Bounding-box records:

## Begin

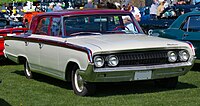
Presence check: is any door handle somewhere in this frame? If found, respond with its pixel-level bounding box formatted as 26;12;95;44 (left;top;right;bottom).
25;41;29;46
5;43;10;46
39;43;43;49
183;33;189;37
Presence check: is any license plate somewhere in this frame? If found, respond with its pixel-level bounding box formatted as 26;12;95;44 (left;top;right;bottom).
134;70;152;80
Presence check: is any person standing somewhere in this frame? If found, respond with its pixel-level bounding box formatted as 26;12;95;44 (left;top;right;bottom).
122;0;141;21
47;2;54;12
83;0;97;9
150;0;159;19
53;3;63;11
157;0;165;18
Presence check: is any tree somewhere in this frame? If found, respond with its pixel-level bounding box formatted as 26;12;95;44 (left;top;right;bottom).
0;0;37;4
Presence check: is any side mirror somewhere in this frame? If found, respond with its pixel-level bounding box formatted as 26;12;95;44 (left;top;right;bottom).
24;30;32;36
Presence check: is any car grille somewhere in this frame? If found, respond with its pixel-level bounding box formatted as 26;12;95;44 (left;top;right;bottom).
116;51;168;66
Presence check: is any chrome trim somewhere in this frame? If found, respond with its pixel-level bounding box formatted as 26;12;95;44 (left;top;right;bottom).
93;46;188;56
195;59;200;63
94;62;193;72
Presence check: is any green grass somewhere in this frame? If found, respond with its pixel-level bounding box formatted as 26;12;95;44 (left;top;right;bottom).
0;59;200;106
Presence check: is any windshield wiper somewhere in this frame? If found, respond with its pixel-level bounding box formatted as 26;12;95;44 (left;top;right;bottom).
70;32;102;36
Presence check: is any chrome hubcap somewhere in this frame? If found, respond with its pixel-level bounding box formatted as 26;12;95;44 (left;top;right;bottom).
74;70;84;92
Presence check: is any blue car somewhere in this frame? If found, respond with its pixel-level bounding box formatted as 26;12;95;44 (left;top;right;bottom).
150;11;200;63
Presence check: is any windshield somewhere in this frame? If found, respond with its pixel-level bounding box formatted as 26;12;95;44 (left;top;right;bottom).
64;15;142;36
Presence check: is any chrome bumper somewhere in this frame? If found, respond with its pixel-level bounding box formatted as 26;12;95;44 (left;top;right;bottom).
79;57;194;82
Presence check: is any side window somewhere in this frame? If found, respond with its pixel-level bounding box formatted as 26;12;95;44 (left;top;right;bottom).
35;17;50;35
181;16;200;32
50;17;61;36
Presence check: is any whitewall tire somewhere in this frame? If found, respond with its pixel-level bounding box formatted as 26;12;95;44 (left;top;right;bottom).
24;61;33;79
71;66;95;96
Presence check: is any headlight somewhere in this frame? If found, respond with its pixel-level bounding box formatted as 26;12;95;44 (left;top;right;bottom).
179;50;190;61
94;56;104;67
168;51;178;62
107;55;119;67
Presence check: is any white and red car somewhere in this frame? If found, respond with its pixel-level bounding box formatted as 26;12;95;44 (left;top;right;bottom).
5;10;195;96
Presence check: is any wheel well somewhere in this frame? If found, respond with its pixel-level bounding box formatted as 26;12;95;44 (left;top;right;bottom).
65;62;78;81
18;56;26;64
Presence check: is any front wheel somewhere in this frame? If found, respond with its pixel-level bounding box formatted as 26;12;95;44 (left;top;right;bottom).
24;60;33;79
72;66;95;96
155;77;178;89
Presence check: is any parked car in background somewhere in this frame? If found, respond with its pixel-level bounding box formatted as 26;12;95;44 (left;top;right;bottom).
151;11;200;62
139;4;200;34
5;10;195;96
23;11;43;28
0;27;28;58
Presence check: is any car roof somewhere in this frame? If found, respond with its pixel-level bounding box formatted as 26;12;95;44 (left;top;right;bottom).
38;9;130;16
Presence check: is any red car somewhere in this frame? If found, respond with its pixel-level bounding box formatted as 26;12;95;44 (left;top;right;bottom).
0;28;28;57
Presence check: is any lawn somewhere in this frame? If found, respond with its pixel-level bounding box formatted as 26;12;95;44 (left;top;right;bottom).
0;59;200;106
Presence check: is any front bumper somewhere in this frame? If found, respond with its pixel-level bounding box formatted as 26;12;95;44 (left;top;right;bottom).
79;60;194;82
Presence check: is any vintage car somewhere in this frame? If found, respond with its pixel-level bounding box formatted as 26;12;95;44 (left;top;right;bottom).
0;27;28;58
139;4;200;33
22;11;43;28
5;10;195;96
151;11;200;63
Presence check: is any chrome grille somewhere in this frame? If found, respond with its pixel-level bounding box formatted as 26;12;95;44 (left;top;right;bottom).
116;51;168;66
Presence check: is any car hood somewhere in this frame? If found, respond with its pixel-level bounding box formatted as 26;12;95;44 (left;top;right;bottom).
67;34;187;53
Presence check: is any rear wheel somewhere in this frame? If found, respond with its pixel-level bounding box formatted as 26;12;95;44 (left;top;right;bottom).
155;77;178;89
72;66;95;96
24;60;33;79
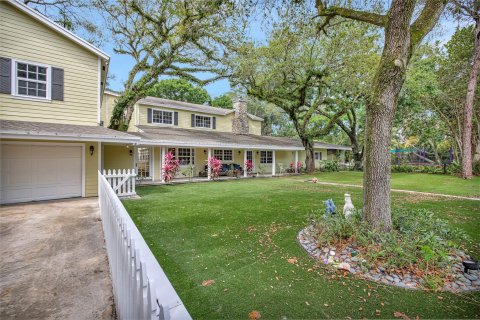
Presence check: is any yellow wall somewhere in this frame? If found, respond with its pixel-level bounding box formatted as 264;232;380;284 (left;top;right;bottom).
248;119;262;135
0;1;99;125
103;145;134;170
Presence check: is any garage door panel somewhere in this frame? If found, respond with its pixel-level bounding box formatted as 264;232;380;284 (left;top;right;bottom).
0;144;82;203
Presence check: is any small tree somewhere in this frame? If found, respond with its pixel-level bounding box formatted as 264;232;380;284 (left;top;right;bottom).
162;152;180;183
208;157;222;180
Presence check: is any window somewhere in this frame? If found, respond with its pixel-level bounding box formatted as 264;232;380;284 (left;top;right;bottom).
137;148;150;179
152;109;173;124
260;151;273;164
247;151;253;163
213;149;233;161
195;114;212;129
177;148;195;166
14;61;50;99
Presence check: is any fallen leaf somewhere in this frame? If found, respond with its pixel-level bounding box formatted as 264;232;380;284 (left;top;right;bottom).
393;311;410;320
202;279;215;287
248;310;262;320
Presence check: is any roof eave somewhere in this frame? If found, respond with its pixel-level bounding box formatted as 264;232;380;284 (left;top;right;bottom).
0;131;140;143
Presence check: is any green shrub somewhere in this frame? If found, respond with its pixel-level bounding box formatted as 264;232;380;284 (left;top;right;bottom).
315;209;468;273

## End

> _Exercise_
Rewrite all of the material above, replacing every "Presence check" with "Visibility check" and leaving everything else unchanged. Leave the pictures out of your answer.

> _Task response_
Visibility check: is any door handle somewhere in this frame? If found, respond with its pixel-level bounding box formatted as 26;12;95;44 (left;top;right;bottom).
25;41;29;46
5;43;10;46
39;43;43;49
183;33;189;37
Visibility check: is any license plate somewhere in this frame? If found, respond with its pixel-level bounding box formatted as 26;12;95;44 (left;top;right;bottom).
134;70;152;80
Visibility check: is any person standing somewhere in this frame? If found, respond with its pixel-level bounding box formatted as 26;12;95;44 (left;top;right;bottom).
122;0;141;21
47;2;54;12
83;0;97;9
150;0;159;19
53;3;63;11
157;0;165;18
Visibility check: is any tree somewhere in this frame? If found, respond with its pixel-level bounding box formatted as 26;12;95;44 (left;top;right;bottom).
0;0;37;4
Visibility check: is any side mirror somewhere in this frame? If found, respond with its pixel-level bounding box formatted as 26;12;95;44 (left;top;right;bottom).
24;30;32;36
Visibility check: is any car grille somewhere in this frame? If found, respond with its pixel-level bounding box formatted as 26;12;95;44 (left;top;right;bottom).
116;51;168;66
Visibility check: is any chrome trim somewhere in this frame? If found, respond with its pixel-level bounding box formatted as 26;12;95;44 (left;top;right;bottom).
93;46;188;56
195;59;200;63
94;62;193;72
Visibility check: is any green grass somewhere in this frame? If found, respond with its pixel-level bounding box formatted as 26;12;95;44 (left;top;right;bottom).
0;59;200;106
Visibility check: is any windshield wiper somewhere in this frame? If found, respond with its pixel-level bounding box formatted as 26;12;95;44 (left;top;right;bottom).
70;32;102;36
Visibility check: is any chrome hubcap somewhere in this frame? If found, respond with its pixel-level bounding box formatted as 26;12;95;44 (left;top;right;bottom).
74;70;84;92
Visibility check: is any blue car somewhere in this frame? If found, respond with its pixel-level bounding box formatted as 26;12;95;44 (left;top;right;bottom).
150;11;200;63
Visibility check: is any windshield somewhere in this frame? If found, respond with its pixel-level bounding box formatted as 26;12;95;44 (left;top;right;bottom).
64;15;142;36
Visibility check: is any chrome bumper somewhere in this frame? If found, respond with its pixel-level bounding box formatted as 26;12;95;44 (left;top;right;bottom).
79;57;194;82
Visibility check: is any side window somewhere in this frame? If found, respond with its pixel-level bounding box formatted as 26;12;95;44 (left;top;right;bottom).
35;17;50;35
181;16;200;32
50;17;61;36
Visibility check: is any whitewall tire somewhere in this frame? If found, respond with its pixel-level bounding box formatted as 26;12;95;44 (left;top;right;bottom).
24;61;33;79
71;66;95;96
Visibility check: is any headlight somewhere in this frame? If found, respond with its pixel-level bounding box formatted as 26;12;95;44 (left;top;right;bottom).
179;50;190;61
94;56;104;67
168;51;178;62
107;55;119;67
Visibility check: is any white and red car somewhere in this frame? If found, respond with its pixel-level bounding box formatted as 26;12;95;44 (left;top;right;bottom).
5;10;195;96
Visibility check: is any wheel well somewhere in this frame? If found, respond with its pixel-level bounding box formatted as 26;12;95;44 (left;top;right;bottom).
65;62;78;81
18;56;26;64
Visibility check: is any front wheel somewhere in this frame? If found, respond with its pixel-level bounding box formatted as 26;12;95;44 (left;top;right;bottom).
24;60;33;79
72;66;95;96
155;77;178;89
Visibility check: is any parked car in background somewhere in this frame? If found, respond with its pixel-level bounding box formatted as 26;12;95;44 (left;top;right;bottom).
151;11;200;62
139;4;200;34
5;10;195;96
23;11;43;28
0;27;28;58
Visibility check: is any car roof somewhere in this frame? If found, respond with its pixel-level bounding box formatted as 26;12;95;44 (left;top;right;bottom).
38;9;130;16
Visibility check: is any red car somewhere in this frame? If found, respond with its pixel-level bounding box formatted as 26;12;95;44 (left;top;right;bottom).
0;28;28;57
Visibility check: is any lawn somewhere in this frame? If found, respond with its pixel-level bounding box formatted as 26;12;95;44 (left;top;right;bottom).
0;59;200;106
Visibility check: is any front bumper somewhere in this frame? If found, respond with its pixel-level bounding box formatted as 26;12;95;44 (left;top;right;bottom).
79;60;194;82
Visibility check: is any vintage car somewhere in this frame? If found, respond with its pixel-level bounding box formatted as 26;12;95;44 (left;top;right;bottom).
0;27;28;58
139;4;200;33
22;11;43;28
5;10;195;96
151;11;200;63
Visibility check: is any chrome grille somewhere in this frame? If found, respond with its pixel-level bounding box formatted as 26;12;95;44 (left;top;right;bottom).
116;51;168;66
Visibility check: is any car hood somewhere in this frame? If found, respond with its pixel-level bounding box formatted as 26;12;95;44 (left;top;right;bottom).
67;34;187;53
Visibility check: is any rear wheel somewhere in this frame? If found, respond with its pixel-level bounding box formatted as 26;12;95;44 (left;top;right;bottom).
155;77;178;89
72;66;95;96
24;60;33;79
Visibility check: is any yellow wall somewhere in this frame? If found, respond with its pixel-level bounding box formatted as 264;232;380;284 (left;top;right;bottom).
248;119;262;135
0;1;99;125
103;145;134;170
Visibility check: is any garage door panel somewhere in this frame? If found, respond with its pixel-level bounding box formatted as 264;232;380;284 (left;top;right;bottom).
0;144;82;203
Visibility check: is any small tree somewhere in this frame? If found, respond with its pixel-level bounding box formatted as 264;232;380;284 (left;top;right;bottom).
162;152;180;183
208;157;222;180
Visibility check: is any window somewhere in this frame? If found, respond with its pixel-level bounding box formatted as 264;232;380;284 (left;top;right;bottom).
137;148;150;179
152;109;173;124
260;151;273;164
247;151;253;163
213;149;233;161
195;114;212;129
177;148;195;166
14;61;50;99
Visibility check: is any fallen leaf somewhere in this frame? If found, respond with its pixel-level bounding box formatted as 264;232;380;284 (left;top;right;bottom).
393;311;410;320
202;279;215;287
248;310;262;320
Visibility check: is any roof eave somewhere in this frame? If found, respond with its pixel-level bounding box formatted as 264;232;380;284 (left;top;right;bottom).
0;131;140;143
Visibility check: is any green shrub somewhere in this frame? If found, respond with its pixel-level bounding box formatted as 264;232;380;284 (left;top;right;bottom).
315;209;468;273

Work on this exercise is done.